**Raw data**
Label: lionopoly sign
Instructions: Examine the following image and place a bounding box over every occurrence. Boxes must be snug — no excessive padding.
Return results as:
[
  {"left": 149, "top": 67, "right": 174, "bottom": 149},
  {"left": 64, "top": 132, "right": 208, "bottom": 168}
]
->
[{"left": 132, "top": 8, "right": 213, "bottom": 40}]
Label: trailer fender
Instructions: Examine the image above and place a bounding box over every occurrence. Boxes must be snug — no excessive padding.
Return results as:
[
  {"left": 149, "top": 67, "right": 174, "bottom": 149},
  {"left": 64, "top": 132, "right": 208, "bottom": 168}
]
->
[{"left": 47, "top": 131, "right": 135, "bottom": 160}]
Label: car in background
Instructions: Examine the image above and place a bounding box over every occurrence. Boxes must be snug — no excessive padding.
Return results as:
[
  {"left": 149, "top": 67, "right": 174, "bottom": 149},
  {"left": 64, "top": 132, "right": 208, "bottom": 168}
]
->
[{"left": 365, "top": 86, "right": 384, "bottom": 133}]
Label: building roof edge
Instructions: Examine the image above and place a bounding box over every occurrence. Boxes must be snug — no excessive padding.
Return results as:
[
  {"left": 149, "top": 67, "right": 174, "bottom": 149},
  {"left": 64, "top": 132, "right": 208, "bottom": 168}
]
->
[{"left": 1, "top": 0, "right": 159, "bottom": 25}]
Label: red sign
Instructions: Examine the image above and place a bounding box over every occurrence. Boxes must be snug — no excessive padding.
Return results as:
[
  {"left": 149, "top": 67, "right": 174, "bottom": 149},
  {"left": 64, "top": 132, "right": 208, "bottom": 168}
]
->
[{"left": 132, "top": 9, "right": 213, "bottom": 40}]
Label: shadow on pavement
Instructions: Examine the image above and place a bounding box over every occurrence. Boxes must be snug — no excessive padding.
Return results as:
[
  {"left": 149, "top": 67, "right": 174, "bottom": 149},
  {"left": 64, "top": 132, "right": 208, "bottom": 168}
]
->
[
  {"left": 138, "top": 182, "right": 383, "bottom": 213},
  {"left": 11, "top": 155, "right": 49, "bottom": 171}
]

**Task details**
Reproduce word for word the material above, from the line with "Label: building roof edge" up to and including its final line.

**Problem solution**
Label: building roof edge
Instructions: Examine the image above and place a bounding box over every occurrence. Boxes must be snug — no excessive padding.
Return results as:
[
  {"left": 149, "top": 67, "right": 174, "bottom": 149},
  {"left": 64, "top": 132, "right": 208, "bottom": 168}
]
->
[{"left": 1, "top": 0, "right": 159, "bottom": 25}]
Label: red sign
Instructions: Examine the image above and place a bounding box over every occurrence. Boxes must be snug — no excessive padding.
Return results as:
[
  {"left": 149, "top": 67, "right": 174, "bottom": 149},
  {"left": 64, "top": 132, "right": 208, "bottom": 168}
]
->
[{"left": 132, "top": 9, "right": 213, "bottom": 40}]
Label: shadow on pavement
Instructions: Examine the image above and place a bounding box over every occurrence. Boxes must be snug — no excessive padding.
Return results as:
[
  {"left": 149, "top": 67, "right": 174, "bottom": 149},
  {"left": 64, "top": 132, "right": 208, "bottom": 168}
]
->
[
  {"left": 138, "top": 182, "right": 383, "bottom": 213},
  {"left": 11, "top": 155, "right": 49, "bottom": 171}
]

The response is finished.